## Text to read
___
The MSA provisions created and currently fund the American Legacy Foundation, an anti-tobacco advocacy group, which in turn funded the creation of the Legacy Tobacco Documents Library as well as its ongoing maintenance and collection activities. Initially, the documents and their metadata (information about the document) were provided by the individual US tobacco companies to the National Association of Attorneys General (NAAG) which provided oversight and enforcement of this operation. NAAG, in turn, gave the approximately 4 million pages of industry documents to the UCSF Library to seed the LTDL in 2002. Since that time, UCSF has collected index records and document images directly from industry documents websites through the use of spidering software and has added collections of documents from other sources.

 
Tobacco Companies Convicted Under the RICO Act    
 

In 2006, US District Judge Gladys Kessler ruled in a civil lawsuit brought by the Department of Justice (US vs. Philip Morris, et al.) that the nation's top tobacco companies violated the Racketeer Influenced and Corrupt Organizations Act (RICO), misleading the public for years about the health hazards of smoking. Philip Morris and RJ Reynolds filed an appeal but Judge Kessler's ruling was upheld.

As a result of this case and its appeals, the companies are now obliged to make publically available any documents produced for litigation on smoking and health until 2021. The Legacy Tobacco Documents Library will continue to acquire these documents directly from the industry websites, as well as other avenues, and make them available to the public in a permanent and stable environment.
___
## What is being asked
List every year mentioned in the text about the Legacy Tobacco Documents Library. The records that follow are separate material, unrelated to the text above.
___
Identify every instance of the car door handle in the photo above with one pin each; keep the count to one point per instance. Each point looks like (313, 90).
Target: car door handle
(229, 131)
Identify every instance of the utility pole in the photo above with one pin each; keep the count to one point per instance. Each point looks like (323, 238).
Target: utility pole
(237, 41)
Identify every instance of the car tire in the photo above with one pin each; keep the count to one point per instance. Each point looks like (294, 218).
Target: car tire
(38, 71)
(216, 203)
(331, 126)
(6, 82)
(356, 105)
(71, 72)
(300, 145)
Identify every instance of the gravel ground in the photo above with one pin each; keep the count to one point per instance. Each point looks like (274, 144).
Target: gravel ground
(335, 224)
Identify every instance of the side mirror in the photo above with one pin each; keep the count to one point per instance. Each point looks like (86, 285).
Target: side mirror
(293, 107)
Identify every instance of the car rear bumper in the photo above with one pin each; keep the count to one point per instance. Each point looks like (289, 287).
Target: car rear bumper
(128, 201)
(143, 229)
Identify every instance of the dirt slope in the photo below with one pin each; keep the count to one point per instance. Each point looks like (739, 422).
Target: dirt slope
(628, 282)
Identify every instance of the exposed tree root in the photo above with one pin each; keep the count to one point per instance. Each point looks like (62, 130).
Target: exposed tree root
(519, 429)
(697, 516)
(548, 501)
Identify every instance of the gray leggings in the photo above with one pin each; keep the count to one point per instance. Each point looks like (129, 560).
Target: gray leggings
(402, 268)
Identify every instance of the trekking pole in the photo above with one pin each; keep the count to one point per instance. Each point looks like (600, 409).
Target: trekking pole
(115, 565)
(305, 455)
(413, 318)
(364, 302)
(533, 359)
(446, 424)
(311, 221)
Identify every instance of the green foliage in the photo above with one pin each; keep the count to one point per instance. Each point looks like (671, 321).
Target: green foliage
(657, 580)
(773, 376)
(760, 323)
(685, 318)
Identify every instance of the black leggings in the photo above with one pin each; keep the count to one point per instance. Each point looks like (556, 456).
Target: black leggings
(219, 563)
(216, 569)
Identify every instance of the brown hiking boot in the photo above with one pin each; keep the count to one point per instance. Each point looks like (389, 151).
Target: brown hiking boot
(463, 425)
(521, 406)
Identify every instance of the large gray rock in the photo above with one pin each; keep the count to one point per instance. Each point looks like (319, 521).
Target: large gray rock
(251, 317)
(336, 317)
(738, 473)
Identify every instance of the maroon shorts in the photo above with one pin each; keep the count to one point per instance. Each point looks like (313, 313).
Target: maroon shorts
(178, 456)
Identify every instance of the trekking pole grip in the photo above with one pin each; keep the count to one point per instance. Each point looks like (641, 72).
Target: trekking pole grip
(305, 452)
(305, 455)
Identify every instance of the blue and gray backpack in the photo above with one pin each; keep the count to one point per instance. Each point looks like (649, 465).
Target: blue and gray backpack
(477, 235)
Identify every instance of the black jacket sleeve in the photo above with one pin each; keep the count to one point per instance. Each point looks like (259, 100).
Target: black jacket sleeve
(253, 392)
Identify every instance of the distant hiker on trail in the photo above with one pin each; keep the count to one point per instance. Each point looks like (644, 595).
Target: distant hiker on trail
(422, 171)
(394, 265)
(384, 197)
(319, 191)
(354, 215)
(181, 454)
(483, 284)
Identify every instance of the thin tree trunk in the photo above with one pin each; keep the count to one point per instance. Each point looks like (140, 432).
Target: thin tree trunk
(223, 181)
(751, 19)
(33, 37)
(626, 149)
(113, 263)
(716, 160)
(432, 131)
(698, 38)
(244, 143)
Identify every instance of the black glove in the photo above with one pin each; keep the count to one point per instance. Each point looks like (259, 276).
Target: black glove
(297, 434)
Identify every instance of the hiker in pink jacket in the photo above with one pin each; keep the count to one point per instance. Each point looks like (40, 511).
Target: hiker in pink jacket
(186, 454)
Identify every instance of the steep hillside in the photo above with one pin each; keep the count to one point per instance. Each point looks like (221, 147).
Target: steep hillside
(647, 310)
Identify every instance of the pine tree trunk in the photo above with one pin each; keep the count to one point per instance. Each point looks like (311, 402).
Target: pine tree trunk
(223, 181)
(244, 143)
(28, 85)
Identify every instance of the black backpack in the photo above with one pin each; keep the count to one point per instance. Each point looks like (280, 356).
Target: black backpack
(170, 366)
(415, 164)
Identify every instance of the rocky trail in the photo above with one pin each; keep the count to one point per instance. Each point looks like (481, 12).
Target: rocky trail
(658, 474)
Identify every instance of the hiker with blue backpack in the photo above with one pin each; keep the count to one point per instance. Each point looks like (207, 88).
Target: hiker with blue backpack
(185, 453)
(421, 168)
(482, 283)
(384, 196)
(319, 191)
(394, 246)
___
## Solution to the exercise
2002, 2006, 2021